→ **TEXTO EXTRAÍDO**:
+ + + + +

En el centro de la película hay una ambigüedad: Jaibo, el personaje que inicia el torbellino de horrores, es a su vez víctima de y verdugo en la sociedad que ha intentado, digámoslo así, corregirle. Buñuel y Luis Alcoriza, coguionista de la película, no plantean una situación amable para un público que quiera congraciarse con las víctimas habituales, no. También las víctimas son crueles y odiosas: los mecanismos de injusticia estatal, de polarización social, tienen su eco en el microcosmos pandillero liderado por Jaibo, donde él es para sus colegas lo que el Estado es para todos ellos. Es en Pedro, niño violentado y tan desamparado como el Jaibo, donde encontramos nuestro verdadero vínculo con los olvidados, nuestra puerta de entrada. Y la valentía con la que tanto Pedro como el “Ojitos” responden a las bravuconerías del Jaibo también nos da la medida de la empatía del director, de hacia dónde se dirigen sus simpatías matizadas. Porque en un momento dado Pedro admite que quiere portarse bien, pero que no sabe cómo. ¿Quién es el responsable de esta impotencia? Hay tres momentos clave en la película que marcan la evolución de Pedro, su declive: los bastonazos que le pega Jaibo al chico, al principio de la película, le horrorizan; los bastonazos que, más tarde, le pega su madre al gallo, despiertan en él la misma reacción de rechazo hasta que, ya encerrado en la granja correccional, vemos que es él mismo el que, cambiado, mata a bastonazos a unos gallos, marcando así la pérdida o el robo de su inocencia. ¿Y quién es el responsable de esta pérdida, de este robo?

+ + + + +

→ **DATOS PROPORCIONADOS**:

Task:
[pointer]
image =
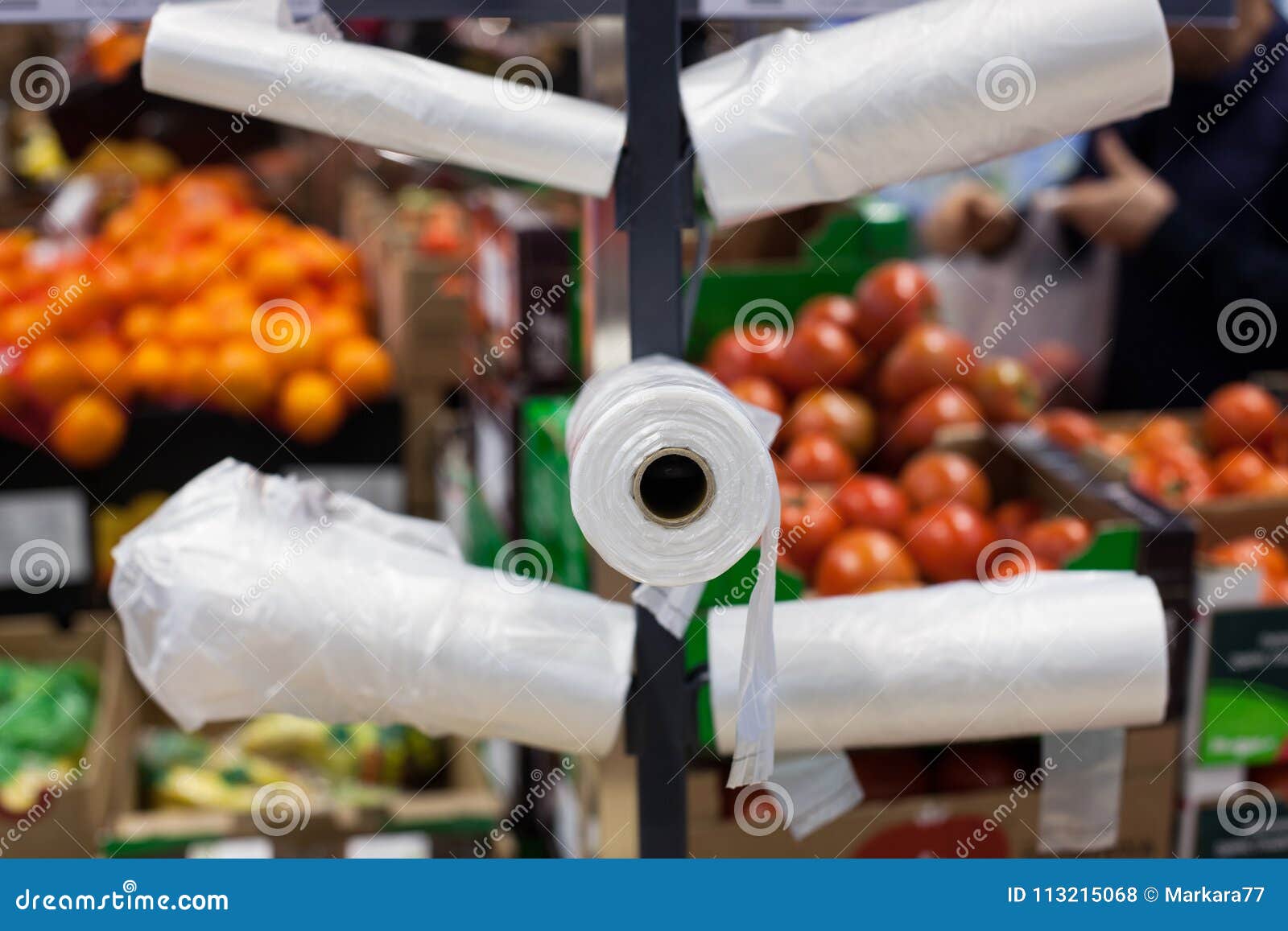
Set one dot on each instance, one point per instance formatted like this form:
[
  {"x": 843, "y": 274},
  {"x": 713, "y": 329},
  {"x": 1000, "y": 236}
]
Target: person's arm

+ + + + +

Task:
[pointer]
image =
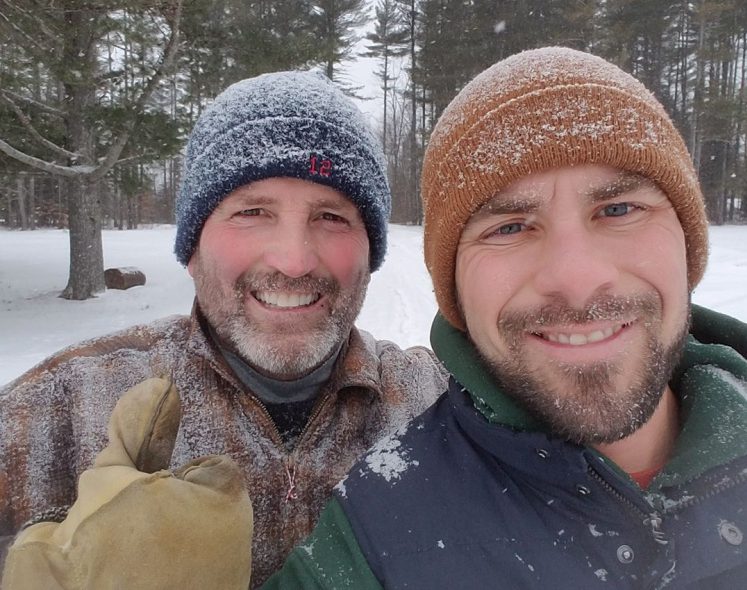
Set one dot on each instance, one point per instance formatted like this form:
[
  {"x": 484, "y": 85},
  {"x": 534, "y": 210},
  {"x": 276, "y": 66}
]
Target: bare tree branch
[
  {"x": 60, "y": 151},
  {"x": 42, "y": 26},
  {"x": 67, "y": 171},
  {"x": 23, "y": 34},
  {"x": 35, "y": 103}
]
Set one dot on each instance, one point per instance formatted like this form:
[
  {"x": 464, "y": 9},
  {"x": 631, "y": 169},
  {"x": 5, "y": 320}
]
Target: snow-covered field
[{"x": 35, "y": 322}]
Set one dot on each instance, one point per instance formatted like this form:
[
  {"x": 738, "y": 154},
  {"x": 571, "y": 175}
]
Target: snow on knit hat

+ + + + +

→ **ENUNCIADO**: Retoma el comentario sobre la película de Buñuel y sigue escribiéndolo justo después de su última pregunta. Los registros no hacen falta para esto.

→ **RESULTADO**:
Décadas después nos traería Eloy de la Iglesia la historia de otros olvidados buñuelescos con Navajeros y con Colegas, igual que haría José Antonio de la Loma con Perros callejeros, responsables, ambos, de algunas de las mejores películas del, en mi opinión, mal llamado cine quinqui. Madrid y Barcelona eran en los setenta y ochenta lo que había sido México D. F. a principios de los cincuenta. La película de Buñuel, anticipándose, las supera a todas. Ya captó en los años treinta la miseria de Las Hurdes, la miseria rural, olvidada, de esa tierra; veinte años después se centró en la gemela urbana de esa misma miseria.